Task list:
1) In the forum thread where M. Prabhakar Rao introduces himself, what city and country does he say he is from?
2) Carry on the forum thread in which M. Prabhakar Rao introduces himself, picking up after its final post.

Reading passage:
* * * * * * * * *

# Me, Indie, Indian Author, M. Prabhakar Rao



## prmadhura (Apr 21, 2011)

Dear All Fellow Writers,

I am M. Prabhakar Rao, an Indie Author from Hyderabad, India.

Yours,

Prabhakar,

;-)


----------



## Gumby (Apr 21, 2011)

Hi Prabhaker, we have several other members from India here also. Welcome.


----------



## candid petunia (Apr 21, 2011)

From Hyderabad, India too! Welcome


----------



## prmadhura (Apr 21, 2011)

*Thank you, Gumby*



Gumby said:


> Hi Prabhaker, we have several other members from India here also. Welcome.


 
Thank you, Gumby

Nice to know that.

Prabhakar.


----------



## prmadhura (Apr 21, 2011)

Thank you, Candid petunia,

Your signature is beautiful.

* * * * * * * * *

Data:
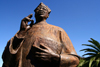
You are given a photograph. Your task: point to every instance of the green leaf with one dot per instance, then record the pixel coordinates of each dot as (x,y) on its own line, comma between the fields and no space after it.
(94,42)
(97,61)
(91,60)
(92,46)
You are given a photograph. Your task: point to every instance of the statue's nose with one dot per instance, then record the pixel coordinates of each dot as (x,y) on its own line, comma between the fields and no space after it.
(41,9)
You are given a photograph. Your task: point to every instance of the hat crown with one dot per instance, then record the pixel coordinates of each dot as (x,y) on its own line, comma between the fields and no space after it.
(42,5)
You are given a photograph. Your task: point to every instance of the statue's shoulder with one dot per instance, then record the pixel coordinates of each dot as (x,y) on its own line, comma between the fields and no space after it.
(55,27)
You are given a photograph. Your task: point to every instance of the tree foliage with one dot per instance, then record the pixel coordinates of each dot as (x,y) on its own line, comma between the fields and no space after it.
(92,53)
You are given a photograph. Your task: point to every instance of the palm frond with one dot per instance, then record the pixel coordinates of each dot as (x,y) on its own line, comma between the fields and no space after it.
(97,61)
(94,42)
(92,46)
(91,60)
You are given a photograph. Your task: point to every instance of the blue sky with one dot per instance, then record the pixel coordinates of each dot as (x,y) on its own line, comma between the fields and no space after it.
(79,18)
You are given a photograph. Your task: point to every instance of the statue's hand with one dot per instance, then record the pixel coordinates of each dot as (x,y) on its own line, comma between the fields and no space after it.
(44,53)
(24,25)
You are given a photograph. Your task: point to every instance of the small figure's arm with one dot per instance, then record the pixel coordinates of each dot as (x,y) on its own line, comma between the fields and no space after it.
(14,44)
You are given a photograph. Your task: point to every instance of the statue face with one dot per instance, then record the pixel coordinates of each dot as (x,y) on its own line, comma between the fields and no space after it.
(41,11)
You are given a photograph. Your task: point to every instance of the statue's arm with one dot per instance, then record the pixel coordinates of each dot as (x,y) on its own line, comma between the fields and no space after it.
(68,55)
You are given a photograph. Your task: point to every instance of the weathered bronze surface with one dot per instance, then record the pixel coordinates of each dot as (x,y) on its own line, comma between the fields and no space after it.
(39,44)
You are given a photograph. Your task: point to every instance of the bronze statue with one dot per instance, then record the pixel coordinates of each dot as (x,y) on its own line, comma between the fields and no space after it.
(39,44)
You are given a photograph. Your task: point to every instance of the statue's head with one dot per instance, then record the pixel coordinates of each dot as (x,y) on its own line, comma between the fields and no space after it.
(42,11)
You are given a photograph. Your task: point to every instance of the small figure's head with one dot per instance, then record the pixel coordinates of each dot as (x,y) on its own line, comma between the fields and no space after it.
(42,11)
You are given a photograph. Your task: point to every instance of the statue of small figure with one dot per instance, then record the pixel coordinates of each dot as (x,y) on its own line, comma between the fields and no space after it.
(39,44)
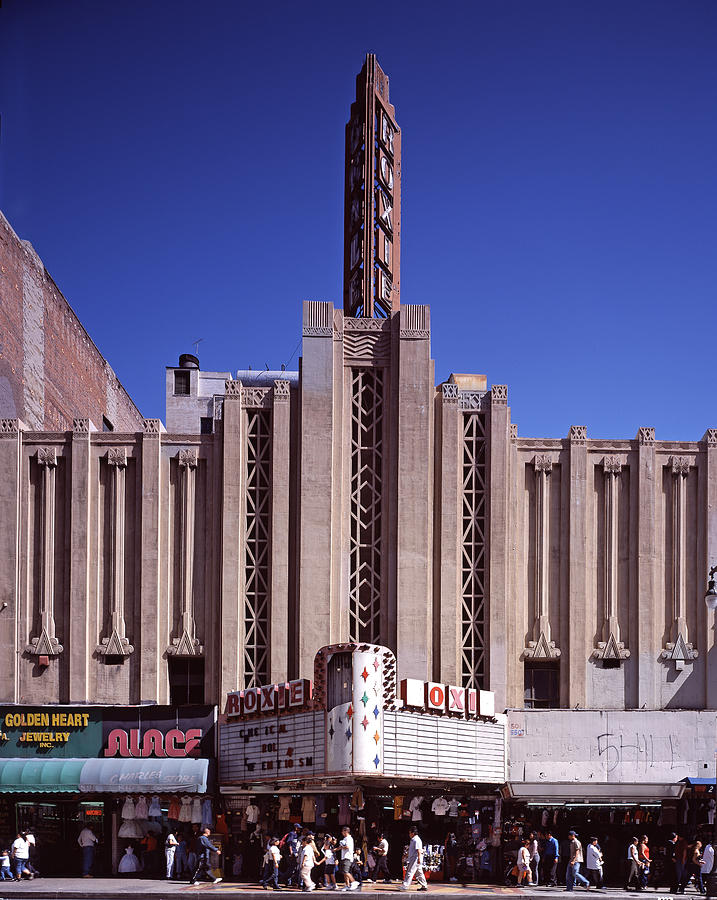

* * * * * * * * *

Task-by-task answers:
1) Hyderabad, India.

2)
----------



## Nickie (Apr 21, 2011)

Hello, and welcome to the forums.



Nickie


----------



## TheFuhrer02 (Apr 22, 2011)

Welcome to the site! :hi:


----------



## prmadhura (Apr 24, 2011)

Nickie said:


> Hello, and welcome to the forums.
> 
> Nickie



---------------------
Thank you, Nickie.

Warm Regards,

Prabhakar.


----------



## prmadhura (Apr 24, 2011)

TheFuhrer02 said:


> Welcome to the site! :hi:




 Thank you, TheFuhrer02.

Warm Regards,

Prabhakar.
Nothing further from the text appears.